» AIM:
Reproduce the records from their start through the line containing "104], [186, 106]]]", leaving the requests and their sample outlines unchanged. Multiply every coordinate in the answer outlines by 0.2 and round each result to a whole number, rounding halves up; return only that part and omit the pictures.

/---

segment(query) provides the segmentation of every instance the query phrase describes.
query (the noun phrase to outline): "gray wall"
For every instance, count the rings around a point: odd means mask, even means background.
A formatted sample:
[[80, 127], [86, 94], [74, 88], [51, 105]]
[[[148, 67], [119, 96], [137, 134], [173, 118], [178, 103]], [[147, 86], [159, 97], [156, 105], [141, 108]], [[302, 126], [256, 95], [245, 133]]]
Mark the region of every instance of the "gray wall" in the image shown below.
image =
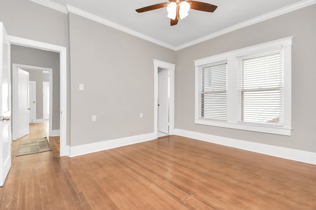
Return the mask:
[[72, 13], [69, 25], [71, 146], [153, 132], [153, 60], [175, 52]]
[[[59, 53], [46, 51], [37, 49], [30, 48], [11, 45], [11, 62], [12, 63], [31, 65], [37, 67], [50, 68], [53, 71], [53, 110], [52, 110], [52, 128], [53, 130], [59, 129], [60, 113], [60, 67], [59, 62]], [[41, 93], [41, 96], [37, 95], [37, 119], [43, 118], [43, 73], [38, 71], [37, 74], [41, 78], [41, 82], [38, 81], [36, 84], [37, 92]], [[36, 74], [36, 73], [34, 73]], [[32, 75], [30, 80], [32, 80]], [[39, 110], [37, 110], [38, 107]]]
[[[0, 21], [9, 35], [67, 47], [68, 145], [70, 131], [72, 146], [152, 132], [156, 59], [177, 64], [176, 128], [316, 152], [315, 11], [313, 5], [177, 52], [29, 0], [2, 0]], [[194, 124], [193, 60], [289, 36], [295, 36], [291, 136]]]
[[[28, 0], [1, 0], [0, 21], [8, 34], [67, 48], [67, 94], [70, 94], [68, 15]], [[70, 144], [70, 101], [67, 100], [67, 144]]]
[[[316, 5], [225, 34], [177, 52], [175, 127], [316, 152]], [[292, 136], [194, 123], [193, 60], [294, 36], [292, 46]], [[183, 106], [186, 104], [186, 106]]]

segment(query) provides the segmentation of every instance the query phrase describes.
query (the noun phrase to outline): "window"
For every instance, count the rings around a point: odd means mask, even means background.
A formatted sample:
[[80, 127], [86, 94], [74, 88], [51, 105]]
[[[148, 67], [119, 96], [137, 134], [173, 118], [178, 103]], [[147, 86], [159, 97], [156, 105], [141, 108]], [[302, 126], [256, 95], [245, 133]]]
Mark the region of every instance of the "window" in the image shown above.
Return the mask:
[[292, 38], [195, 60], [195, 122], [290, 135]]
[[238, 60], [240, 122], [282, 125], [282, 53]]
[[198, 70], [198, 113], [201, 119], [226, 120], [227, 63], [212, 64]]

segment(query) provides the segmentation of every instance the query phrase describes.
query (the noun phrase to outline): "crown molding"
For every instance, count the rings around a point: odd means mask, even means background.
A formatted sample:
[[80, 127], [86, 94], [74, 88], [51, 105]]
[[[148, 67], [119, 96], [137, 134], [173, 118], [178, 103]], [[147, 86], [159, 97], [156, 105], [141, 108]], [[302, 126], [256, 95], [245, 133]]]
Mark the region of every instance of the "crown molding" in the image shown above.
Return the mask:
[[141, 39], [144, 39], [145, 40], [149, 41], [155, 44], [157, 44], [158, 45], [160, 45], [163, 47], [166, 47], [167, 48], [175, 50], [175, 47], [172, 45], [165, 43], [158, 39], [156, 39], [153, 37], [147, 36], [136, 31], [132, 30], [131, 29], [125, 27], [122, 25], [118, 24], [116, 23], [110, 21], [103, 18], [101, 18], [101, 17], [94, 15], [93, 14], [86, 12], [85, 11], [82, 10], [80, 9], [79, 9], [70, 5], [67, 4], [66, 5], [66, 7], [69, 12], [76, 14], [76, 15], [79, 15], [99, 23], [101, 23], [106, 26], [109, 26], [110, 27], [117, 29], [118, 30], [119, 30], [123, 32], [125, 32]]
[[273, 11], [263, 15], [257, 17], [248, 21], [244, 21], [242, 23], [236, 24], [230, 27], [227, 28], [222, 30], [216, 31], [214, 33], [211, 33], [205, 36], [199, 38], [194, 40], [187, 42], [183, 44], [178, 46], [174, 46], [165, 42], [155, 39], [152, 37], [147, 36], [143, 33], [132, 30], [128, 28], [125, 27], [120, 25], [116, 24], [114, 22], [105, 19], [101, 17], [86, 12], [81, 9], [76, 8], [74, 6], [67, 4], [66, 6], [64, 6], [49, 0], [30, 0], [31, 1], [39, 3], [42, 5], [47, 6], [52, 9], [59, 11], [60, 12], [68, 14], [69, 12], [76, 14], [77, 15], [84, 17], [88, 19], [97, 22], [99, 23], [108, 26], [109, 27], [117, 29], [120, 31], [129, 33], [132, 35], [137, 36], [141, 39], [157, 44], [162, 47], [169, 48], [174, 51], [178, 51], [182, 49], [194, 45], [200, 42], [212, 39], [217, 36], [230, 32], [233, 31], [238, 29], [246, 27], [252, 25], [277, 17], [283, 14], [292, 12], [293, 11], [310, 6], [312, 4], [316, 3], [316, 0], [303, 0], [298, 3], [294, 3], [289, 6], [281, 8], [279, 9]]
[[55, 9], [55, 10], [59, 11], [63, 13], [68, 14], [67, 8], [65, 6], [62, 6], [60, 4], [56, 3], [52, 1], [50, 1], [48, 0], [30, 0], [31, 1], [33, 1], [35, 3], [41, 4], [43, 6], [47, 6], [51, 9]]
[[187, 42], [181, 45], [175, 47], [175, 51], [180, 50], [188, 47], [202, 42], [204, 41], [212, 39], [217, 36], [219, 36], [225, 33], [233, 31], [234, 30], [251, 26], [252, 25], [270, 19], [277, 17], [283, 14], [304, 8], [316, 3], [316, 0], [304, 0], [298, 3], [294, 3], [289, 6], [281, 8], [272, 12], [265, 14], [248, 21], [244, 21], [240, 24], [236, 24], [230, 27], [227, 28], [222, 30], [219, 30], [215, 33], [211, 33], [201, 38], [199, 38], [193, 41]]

\---

» SOLUTION TO THE EXERCISE:
segment(query) provides the segmentation of every instance the query phrase describes.
query (the noun phrase to outline): "gray wall"
For every instance, count the rings around a point: odd means mask, even means background.
A formatted sample:
[[80, 127], [86, 94], [74, 88], [51, 105]]
[[[148, 67], [119, 96], [137, 134], [173, 118], [178, 103]], [[147, 86], [159, 97], [156, 105], [141, 108]], [[302, 126], [256, 95], [245, 133]]]
Mark the region of every instance of the "gray wall" in the image shown below.
image =
Return the mask:
[[14, 3], [14, 5], [14, 29], [31, 26], [31, 12], [35, 10]]
[[[12, 11], [9, 10], [7, 10], [6, 10], [2, 9], [2, 12], [2, 13], [6, 13], [7, 13], [10, 14], [11, 14], [11, 22], [10, 22], [10, 26], [11, 26], [12, 26], [12, 23], [12, 13], [12, 12]], [[8, 19], [8, 19], [7, 19], [7, 24], [9, 24], [9, 15], [8, 14], [7, 15], [8, 16], [8, 16], [8, 16], [7, 17], [7, 18]], [[7, 15], [7, 15], [7, 15]], [[6, 15], [6, 16], [6, 16]], [[8, 22], [7, 22], [8, 21]]]
[[[0, 4], [2, 7], [13, 9], [14, 29], [14, 26], [14, 29], [30, 26], [31, 12], [35, 13], [35, 26], [63, 30], [63, 2], [63, 1], [35, 10], [6, 0], [0, 0]], [[39, 25], [39, 12], [58, 7], [59, 7], [58, 27]]]
[[[6, 0], [0, 0], [0, 4], [2, 7], [13, 10], [13, 19], [14, 19], [14, 3]], [[14, 29], [14, 20], [13, 20], [13, 29]]]
[[[63, 1], [45, 7], [35, 10], [35, 25], [63, 30]], [[58, 27], [39, 25], [39, 12], [59, 7], [58, 9]], [[37, 21], [37, 21], [37, 21]]]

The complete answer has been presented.